__Short exercise__: Reproduce all of the following material word for word, keeping every line unchanged.

(Boundary annotation records)
____________
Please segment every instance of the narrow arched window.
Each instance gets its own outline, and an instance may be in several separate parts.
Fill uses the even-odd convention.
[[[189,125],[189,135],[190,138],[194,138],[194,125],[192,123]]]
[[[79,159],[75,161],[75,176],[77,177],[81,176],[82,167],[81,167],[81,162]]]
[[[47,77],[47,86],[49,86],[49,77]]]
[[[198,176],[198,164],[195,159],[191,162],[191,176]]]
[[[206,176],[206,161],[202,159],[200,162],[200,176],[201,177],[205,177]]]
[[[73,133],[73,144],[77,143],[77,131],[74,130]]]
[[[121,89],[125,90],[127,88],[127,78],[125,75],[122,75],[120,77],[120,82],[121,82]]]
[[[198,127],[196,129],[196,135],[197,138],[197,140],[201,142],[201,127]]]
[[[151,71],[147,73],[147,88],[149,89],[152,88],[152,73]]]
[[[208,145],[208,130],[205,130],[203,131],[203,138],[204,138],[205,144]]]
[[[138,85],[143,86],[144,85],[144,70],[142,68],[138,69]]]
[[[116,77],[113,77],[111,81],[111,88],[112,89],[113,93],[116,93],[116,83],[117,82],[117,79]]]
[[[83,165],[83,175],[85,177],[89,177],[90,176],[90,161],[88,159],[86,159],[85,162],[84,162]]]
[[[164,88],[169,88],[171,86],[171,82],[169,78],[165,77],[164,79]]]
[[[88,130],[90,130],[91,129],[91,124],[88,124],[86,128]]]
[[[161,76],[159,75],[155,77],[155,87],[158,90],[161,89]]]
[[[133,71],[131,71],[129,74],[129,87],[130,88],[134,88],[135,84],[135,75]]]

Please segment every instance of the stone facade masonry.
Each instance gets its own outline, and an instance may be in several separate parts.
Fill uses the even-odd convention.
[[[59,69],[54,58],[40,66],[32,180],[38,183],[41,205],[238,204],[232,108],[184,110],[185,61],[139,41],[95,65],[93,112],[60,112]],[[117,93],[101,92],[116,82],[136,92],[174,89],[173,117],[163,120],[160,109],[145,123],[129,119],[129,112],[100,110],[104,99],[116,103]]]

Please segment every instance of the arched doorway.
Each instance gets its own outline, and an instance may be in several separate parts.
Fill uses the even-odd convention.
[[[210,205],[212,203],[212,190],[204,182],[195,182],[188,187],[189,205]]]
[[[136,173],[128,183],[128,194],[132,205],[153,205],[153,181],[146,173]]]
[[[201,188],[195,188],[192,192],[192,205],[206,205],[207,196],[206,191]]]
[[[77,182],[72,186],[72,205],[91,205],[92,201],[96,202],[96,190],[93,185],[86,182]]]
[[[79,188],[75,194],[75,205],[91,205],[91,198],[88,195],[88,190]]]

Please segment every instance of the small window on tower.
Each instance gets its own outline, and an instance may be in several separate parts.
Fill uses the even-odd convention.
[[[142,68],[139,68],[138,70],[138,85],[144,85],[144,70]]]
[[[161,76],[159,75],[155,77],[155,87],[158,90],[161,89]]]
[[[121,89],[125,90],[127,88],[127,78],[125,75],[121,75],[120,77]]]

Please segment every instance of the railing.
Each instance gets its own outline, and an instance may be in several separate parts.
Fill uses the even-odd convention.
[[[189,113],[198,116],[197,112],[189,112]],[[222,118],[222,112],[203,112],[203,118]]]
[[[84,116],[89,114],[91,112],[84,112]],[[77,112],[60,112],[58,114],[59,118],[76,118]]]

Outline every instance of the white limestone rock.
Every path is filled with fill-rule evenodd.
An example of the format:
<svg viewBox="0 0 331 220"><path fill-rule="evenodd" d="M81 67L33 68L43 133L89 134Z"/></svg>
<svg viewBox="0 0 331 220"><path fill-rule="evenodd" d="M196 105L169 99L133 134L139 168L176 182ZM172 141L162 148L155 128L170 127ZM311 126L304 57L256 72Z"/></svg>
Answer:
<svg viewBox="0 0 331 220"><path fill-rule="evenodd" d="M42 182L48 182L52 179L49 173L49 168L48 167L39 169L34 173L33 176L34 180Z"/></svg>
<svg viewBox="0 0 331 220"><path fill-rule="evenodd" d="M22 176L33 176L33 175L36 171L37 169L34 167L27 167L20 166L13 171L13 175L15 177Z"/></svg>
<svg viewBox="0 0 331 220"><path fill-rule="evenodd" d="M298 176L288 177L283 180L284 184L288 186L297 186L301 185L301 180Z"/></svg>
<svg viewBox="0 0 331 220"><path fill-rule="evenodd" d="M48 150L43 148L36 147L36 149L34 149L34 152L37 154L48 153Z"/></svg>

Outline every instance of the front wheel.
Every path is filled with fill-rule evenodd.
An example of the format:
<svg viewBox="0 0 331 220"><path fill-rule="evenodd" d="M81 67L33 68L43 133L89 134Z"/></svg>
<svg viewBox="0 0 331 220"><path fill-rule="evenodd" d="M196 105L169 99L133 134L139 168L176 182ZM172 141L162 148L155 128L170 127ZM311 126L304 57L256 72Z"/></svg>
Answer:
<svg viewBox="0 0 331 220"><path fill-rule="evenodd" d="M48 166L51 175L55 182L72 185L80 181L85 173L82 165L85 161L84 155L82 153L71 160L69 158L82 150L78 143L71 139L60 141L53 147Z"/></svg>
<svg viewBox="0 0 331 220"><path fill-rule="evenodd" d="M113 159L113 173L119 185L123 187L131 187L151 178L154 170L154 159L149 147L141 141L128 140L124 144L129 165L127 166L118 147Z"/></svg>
____________
__Finished answer__:
Please segment every instance of the narrow arched window.
Each instance gets its own outline, and an instance may be in several separate parts.
Fill uses the even-odd convention.
[[[189,125],[189,135],[190,138],[194,138],[194,125],[192,123]]]
[[[79,159],[75,161],[75,176],[77,177],[81,176],[82,167],[81,167],[81,162]]]
[[[47,77],[47,86],[49,86],[49,77]]]
[[[198,176],[198,164],[195,159],[191,162],[191,176]]]
[[[206,176],[206,161],[202,159],[200,162],[200,176],[201,177],[205,177]]]
[[[73,133],[73,144],[77,143],[77,131],[74,130]]]
[[[121,89],[125,90],[127,88],[127,78],[125,75],[122,75],[120,77],[120,82],[121,82]]]
[[[198,127],[196,129],[196,135],[197,138],[197,140],[201,142],[201,127]]]
[[[151,71],[147,73],[147,88],[149,89],[152,88],[152,73]]]
[[[208,145],[208,130],[205,130],[203,131],[203,138],[204,138],[205,144]]]
[[[138,85],[143,86],[144,85],[144,70],[142,68],[138,69]]]
[[[116,77],[113,77],[111,81],[111,88],[112,89],[113,93],[116,93],[116,83],[117,82],[117,79]]]
[[[83,165],[83,175],[85,177],[89,177],[90,176],[90,161],[88,159],[86,159],[85,162],[84,162]]]
[[[164,88],[169,88],[171,86],[171,82],[169,78],[165,77],[164,79]]]
[[[88,130],[90,130],[91,129],[91,124],[88,124],[86,128]]]
[[[161,76],[159,75],[155,77],[155,87],[158,90],[161,89]]]
[[[133,71],[131,71],[129,74],[129,87],[130,88],[134,88],[135,84],[135,75]]]

Please segment every instance of the stone facade masonry.
Each instance gets its own outline, and an instance may be in several separate parts.
Fill uses the even-odd convention.
[[[59,69],[54,58],[40,66],[32,180],[38,183],[41,205],[238,204],[232,108],[184,110],[185,61],[139,41],[95,65],[93,112],[60,112]],[[117,93],[101,92],[116,82],[136,92],[174,89],[173,117],[163,120],[160,109],[145,123],[129,119],[129,112],[100,110],[104,99],[116,103]]]

Please segment every instance of the arched doorway.
Each instance gets its own outline, and an instance may be in several separate parts.
Fill uses the even-odd convention.
[[[210,205],[212,203],[212,190],[204,182],[195,182],[188,187],[189,205]]]
[[[136,173],[128,183],[128,194],[132,205],[153,205],[153,181],[146,173]]]
[[[201,188],[195,188],[192,192],[192,205],[206,205],[207,196],[206,191]]]
[[[77,182],[72,186],[72,205],[91,205],[92,201],[96,202],[96,190],[93,185],[86,182]]]
[[[79,188],[75,194],[75,205],[91,205],[91,198],[88,195],[88,190]]]

Please segment every instance of the small window on tower.
Each instance gets its own outline, and an instance may be in several separate parts.
Fill uses the even-odd convention.
[[[142,68],[139,68],[138,70],[138,85],[144,85],[144,70]]]
[[[161,76],[159,75],[155,77],[155,87],[158,90],[161,89]]]
[[[121,89],[125,90],[127,88],[127,78],[125,75],[121,75],[120,77]]]

Please segment every instance of the railing.
Each instance gets its own outline, and an instance may be in several separate parts.
Fill uses the even-odd convention.
[[[189,113],[198,116],[197,112],[189,112]],[[222,118],[222,112],[203,112],[203,118]]]
[[[84,116],[89,114],[91,112],[84,112]],[[77,112],[60,112],[58,114],[59,118],[76,118]]]

Outline every instance of the white limestone rock.
Every path is filled with fill-rule evenodd.
An example of the format:
<svg viewBox="0 0 331 220"><path fill-rule="evenodd" d="M81 67L33 68L43 133L89 134Z"/></svg>
<svg viewBox="0 0 331 220"><path fill-rule="evenodd" d="M196 105L169 99L133 134L139 168L176 182ZM172 141L162 148L155 128L170 127ZM311 126L304 57L256 72Z"/></svg>
Answer:
<svg viewBox="0 0 331 220"><path fill-rule="evenodd" d="M42 182L48 182L52 179L49 173L49 168L48 167L39 169L34 173L33 176L34 180Z"/></svg>
<svg viewBox="0 0 331 220"><path fill-rule="evenodd" d="M22 176L33 176L33 175L36 171L37 169L34 167L27 167L20 166L13 171L13 175L15 177Z"/></svg>
<svg viewBox="0 0 331 220"><path fill-rule="evenodd" d="M298 176L288 177L283 180L284 184L288 186L297 186L301 185L301 180Z"/></svg>
<svg viewBox="0 0 331 220"><path fill-rule="evenodd" d="M48 150L43 148L36 147L36 149L34 149L34 152L37 154L48 153Z"/></svg>

Outline every instance of the front wheel.
Every path is filled with fill-rule evenodd.
An example of the format:
<svg viewBox="0 0 331 220"><path fill-rule="evenodd" d="M81 67L33 68L43 133L89 134Z"/></svg>
<svg viewBox="0 0 331 220"><path fill-rule="evenodd" d="M196 105L169 99L133 134L139 168L176 182ZM172 141L162 148L155 128L170 127ZM311 126L304 57L256 72Z"/></svg>
Answer:
<svg viewBox="0 0 331 220"><path fill-rule="evenodd" d="M48 166L51 175L55 182L72 185L80 181L85 173L82 165L85 161L84 155L82 153L71 160L69 158L82 150L78 143L71 139L60 141L53 147Z"/></svg>
<svg viewBox="0 0 331 220"><path fill-rule="evenodd" d="M113 159L113 173L119 185L123 187L131 187L151 178L154 170L154 159L149 147L141 141L128 140L124 144L129 165L127 166L118 147Z"/></svg>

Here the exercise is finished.